**Passage**
+--
A second major contrast between schools and everyday settings is the heavy use of tools to solve problems in everyday settings, compared with “mental work” in school settings (Resnick, 1987). The use of tools in practical environments helps people work almost error free (e.g., Cohen, 1983; Schliemann and Acioly, 1989; Simon, 1972; see also Norman, 1993). New technologies make it possible for students in schools to use tools very much like those used by professionals in workplaces (see Chapter 8). Proficiency with relevant tools may provide a way to enhance transfer across domains.
A third contrast between schools and everyday environments is that abstract reasoning is often emphasized in school, whereas contextualized reasoning is often used in everyday settings (Resnick, 1987). Reasoning can be improved when abstract logical arguments are embodied in concrete contexts (see Wason and Johnson-Laird, 1972). A well-known study of people in a Weight Watchers program provides similar insights into everyday problem solving (see Lave et al., 1984). One example is of a man who needed three-fourths of two-thirds of a cup of cottage cheese to create a dish he was cooking. He did not attempt to multiply the fractions as students would do in a school context. Instead, he measured two-thirds of a cup of cottage cheese, removed that amount from the measuring cup and then patted the cheese into a round shape, divided it into quarters, and used three of the quarters; see Box 3.10. Abstract arithmetic was never used. In similar examples of contextualized reasoning, dairy workers use knowledge, such as the size of milk cases, to make their computational work more efficient (Scribner, 1984); grocery store shoppers use nonschool mathematics under standard supermarket and simulated conditions (Lave, 1988); see Box 3.11.
+--
**Given data**
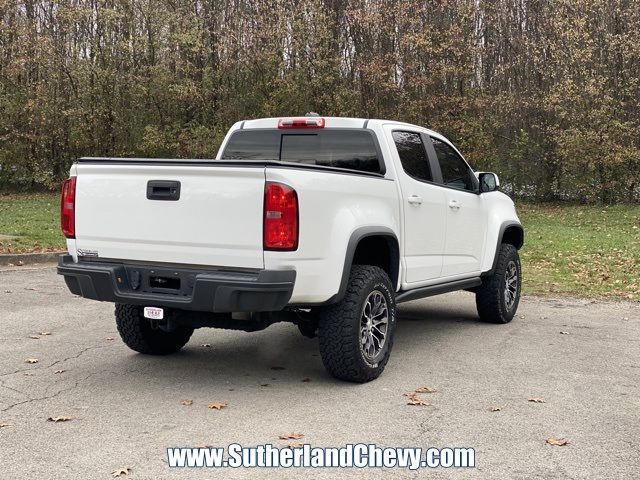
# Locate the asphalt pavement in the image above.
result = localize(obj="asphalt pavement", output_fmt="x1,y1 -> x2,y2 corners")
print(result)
0,266 -> 640,480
+--
**Work instructions**
[1] Answer these questions from the passage on schools and everyday settings:
(a) What is used heavily to solve problems in everyday settings, in contrast with "mental work" in school?
(b) How much cottage cheese did the man in the Weight Watchers study need for his dish?
(c) What knowledge do dairy workers use to make their computational work more efficient?
[2] Carry the passage on schools and everyday settings further, starting after its last sentence.

**Exercise answers**
[1]
(a) Tools.
(b) Three-fourths of two-thirds of a cup.
(c) The size of milk cases.

[2]
There are potential problems with contextualized reasoning, which are similar to those associated with overly contextualized knowledge in general. The “pat it out” strategy used for cottage cheese works in only a narrow range of situations; the man would have difficulty if he were trying to measure molasses or other liquids rather than cottage cheese (Wineburg, 1989a, b; see also Bereiter, 1997). Could he generate a new strategy for molasses or other liquids? The answer to this question depends on the degree to which he can relate his procedure to more general sets of solution strategies.